Problem requirements. Reproduce a passage from the article on new cancer drug targets. Begin at the words "Professor Wojciech Niedzwiedz, Leader" and stop after "develop new therapies.".

Provided text.
----------

Study identifies potential new cancer drug targets

Telomeres on chromosomes

A new study has provided insights into the biological mechanism that supports survival of hard-to-treat cancers.

In the new study, led by scientists at The Institute of Cancer Research and published in Nature Communications, researchers identify a new cellular role of a protein called EXD2 nuclease and, importantly, its role in the so-called ALT (alternative lengthening of telomeres) pathway.

The study, which was funded by the ICR and Cancer Research UK, also provides potential new targets for cancer drugs.

Professor Wojciech Niedzwiedz, Leader of the Genome Instability and Cancer group at the Institute of Cancer Research, London, said: “Some 10-15% of cancers support cell proliferation via the ALT mechanism, including up to 50% of hard-to-treat osteosarcomas, soft tissue sarcomas and primary brain tumours – including childhood brain tumours. These ALT-reliant cancers are highly aggressive and there are very limited treatment options. Understanding how these tumours maintain telomeres to sustain unlimited growth, at the molecular level, is therefore essential to help develop new therapies.

----------

Data records.
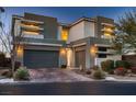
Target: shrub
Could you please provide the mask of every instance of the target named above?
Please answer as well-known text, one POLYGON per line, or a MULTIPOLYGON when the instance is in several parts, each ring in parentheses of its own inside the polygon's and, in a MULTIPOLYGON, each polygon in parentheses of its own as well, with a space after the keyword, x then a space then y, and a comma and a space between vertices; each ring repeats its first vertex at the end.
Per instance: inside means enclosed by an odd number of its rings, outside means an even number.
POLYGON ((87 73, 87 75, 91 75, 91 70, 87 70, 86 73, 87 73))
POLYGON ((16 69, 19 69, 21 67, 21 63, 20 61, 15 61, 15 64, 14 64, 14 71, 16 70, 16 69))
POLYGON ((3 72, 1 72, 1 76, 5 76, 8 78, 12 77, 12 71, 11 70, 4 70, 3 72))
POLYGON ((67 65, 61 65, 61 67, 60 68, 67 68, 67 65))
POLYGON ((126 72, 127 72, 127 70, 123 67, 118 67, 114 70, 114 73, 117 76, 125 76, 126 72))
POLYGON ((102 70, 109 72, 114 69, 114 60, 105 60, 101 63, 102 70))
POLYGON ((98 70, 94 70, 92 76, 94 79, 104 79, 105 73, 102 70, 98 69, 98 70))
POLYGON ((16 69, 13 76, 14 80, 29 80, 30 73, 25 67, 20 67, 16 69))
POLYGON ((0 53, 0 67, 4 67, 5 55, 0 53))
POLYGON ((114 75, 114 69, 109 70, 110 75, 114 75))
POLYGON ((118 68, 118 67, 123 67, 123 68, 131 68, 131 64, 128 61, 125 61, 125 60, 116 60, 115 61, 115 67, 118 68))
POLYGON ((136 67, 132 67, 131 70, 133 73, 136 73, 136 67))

----------

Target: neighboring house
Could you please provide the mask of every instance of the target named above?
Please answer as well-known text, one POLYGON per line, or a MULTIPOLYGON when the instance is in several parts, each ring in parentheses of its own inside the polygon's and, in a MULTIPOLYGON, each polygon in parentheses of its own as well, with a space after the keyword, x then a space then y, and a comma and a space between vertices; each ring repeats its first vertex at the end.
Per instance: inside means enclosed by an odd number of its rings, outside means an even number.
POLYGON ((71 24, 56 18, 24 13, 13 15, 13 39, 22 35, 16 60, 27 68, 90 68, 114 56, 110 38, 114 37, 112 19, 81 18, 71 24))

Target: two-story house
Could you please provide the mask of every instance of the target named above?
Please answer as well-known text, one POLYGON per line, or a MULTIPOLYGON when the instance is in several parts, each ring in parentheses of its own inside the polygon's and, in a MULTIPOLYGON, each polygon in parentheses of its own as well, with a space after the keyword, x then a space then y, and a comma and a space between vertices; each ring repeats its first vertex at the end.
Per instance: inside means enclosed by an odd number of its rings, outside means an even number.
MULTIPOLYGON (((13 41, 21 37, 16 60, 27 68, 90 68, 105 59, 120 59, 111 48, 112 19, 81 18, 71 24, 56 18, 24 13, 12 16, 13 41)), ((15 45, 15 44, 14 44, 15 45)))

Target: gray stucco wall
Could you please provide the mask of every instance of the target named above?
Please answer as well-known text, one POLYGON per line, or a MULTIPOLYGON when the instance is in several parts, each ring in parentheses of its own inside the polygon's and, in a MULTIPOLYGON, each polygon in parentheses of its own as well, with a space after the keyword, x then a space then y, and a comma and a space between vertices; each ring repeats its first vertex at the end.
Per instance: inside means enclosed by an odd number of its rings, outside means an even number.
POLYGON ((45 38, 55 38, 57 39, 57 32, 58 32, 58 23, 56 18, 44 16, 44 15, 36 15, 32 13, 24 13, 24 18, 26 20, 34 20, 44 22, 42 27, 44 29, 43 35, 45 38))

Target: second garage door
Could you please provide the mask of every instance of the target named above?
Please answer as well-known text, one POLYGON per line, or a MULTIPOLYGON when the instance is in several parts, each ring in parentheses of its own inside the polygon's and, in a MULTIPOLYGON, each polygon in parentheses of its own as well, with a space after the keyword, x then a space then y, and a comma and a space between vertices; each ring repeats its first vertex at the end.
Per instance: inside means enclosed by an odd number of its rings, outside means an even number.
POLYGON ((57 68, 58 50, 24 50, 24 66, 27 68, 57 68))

----------

Solution for this exercise.
Professor Wojciech Niedzwiedz, Leader of the Genome Instability and Cancer group at the Institute of Cancer Research, London, said: “Some 10-15% of cancers support cell proliferation via the ALT mechanism, including up to 50% of hard-to-treat osteosarcomas, soft tissue sarcomas and primary brain tumours – including childhood brain tumours. These ALT-reliant cancers are highly aggressive and there are very limited treatment options. Understanding how these tumours maintain telomeres to sustain unlimited growth, at the molecular level, is therefore essential to help develop new therapies.